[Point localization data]
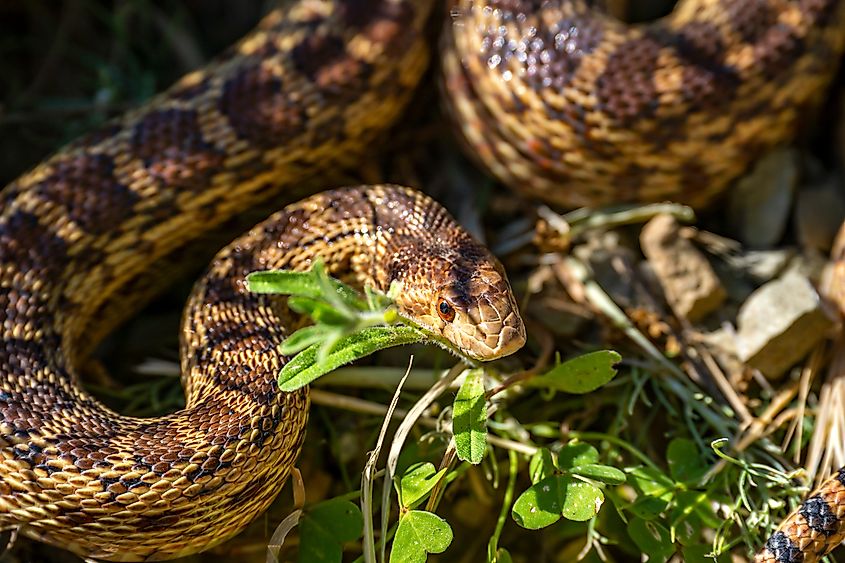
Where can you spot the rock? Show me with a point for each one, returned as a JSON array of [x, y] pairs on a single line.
[[692, 288], [819, 212], [761, 265], [759, 204], [780, 323]]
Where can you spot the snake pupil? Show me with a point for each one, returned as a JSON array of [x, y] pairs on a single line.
[[447, 313]]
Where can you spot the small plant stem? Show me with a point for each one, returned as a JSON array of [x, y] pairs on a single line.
[[493, 545]]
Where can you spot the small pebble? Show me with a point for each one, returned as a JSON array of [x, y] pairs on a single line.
[[780, 323], [759, 204]]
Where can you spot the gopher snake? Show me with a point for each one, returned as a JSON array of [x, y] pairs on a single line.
[[553, 98]]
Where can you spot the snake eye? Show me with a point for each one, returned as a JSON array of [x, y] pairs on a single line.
[[445, 310]]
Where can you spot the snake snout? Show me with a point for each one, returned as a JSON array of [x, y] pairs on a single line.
[[499, 328]]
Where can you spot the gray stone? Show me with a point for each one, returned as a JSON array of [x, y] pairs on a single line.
[[760, 202], [779, 323], [692, 288], [819, 212]]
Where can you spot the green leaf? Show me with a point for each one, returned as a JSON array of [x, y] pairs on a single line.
[[415, 484], [603, 473], [545, 502], [303, 338], [648, 508], [580, 375], [502, 556], [302, 284], [695, 506], [702, 554], [652, 539], [469, 421], [577, 453], [652, 482], [303, 368], [542, 465], [419, 533], [325, 527], [686, 463]]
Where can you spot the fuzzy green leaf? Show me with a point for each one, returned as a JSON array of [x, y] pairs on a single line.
[[469, 422], [325, 527], [415, 484], [303, 338], [580, 375], [304, 368], [301, 284], [321, 311], [579, 453], [418, 534]]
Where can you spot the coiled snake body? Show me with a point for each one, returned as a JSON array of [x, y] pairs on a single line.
[[552, 97]]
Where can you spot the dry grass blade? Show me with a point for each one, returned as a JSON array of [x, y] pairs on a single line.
[[402, 433], [277, 540], [368, 475]]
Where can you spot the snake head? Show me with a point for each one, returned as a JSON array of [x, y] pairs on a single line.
[[464, 297], [479, 315]]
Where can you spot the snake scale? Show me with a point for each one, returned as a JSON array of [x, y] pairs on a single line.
[[553, 97]]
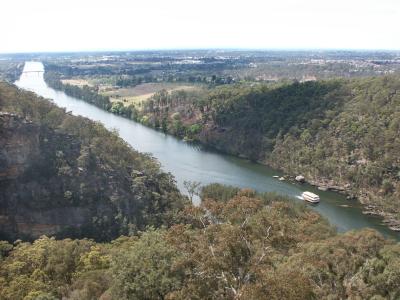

- PROBLEM REQUIREMENTS -
With pictures excluded, the lines running from the one containing "Where can you spot the snake head?" through the last line of the records above are to be restated exactly and in full.

- SOLUTION BELOW -
Where can you spot the snake head? Show me with a point for each one, returned as a JSON array of [x, y] pairs on a single line.
[[464, 297], [479, 315]]
Where can you spot the snake scale? Show me with a point for each one, returned as a JSON array of [x, y] pairs on a single line.
[[553, 97]]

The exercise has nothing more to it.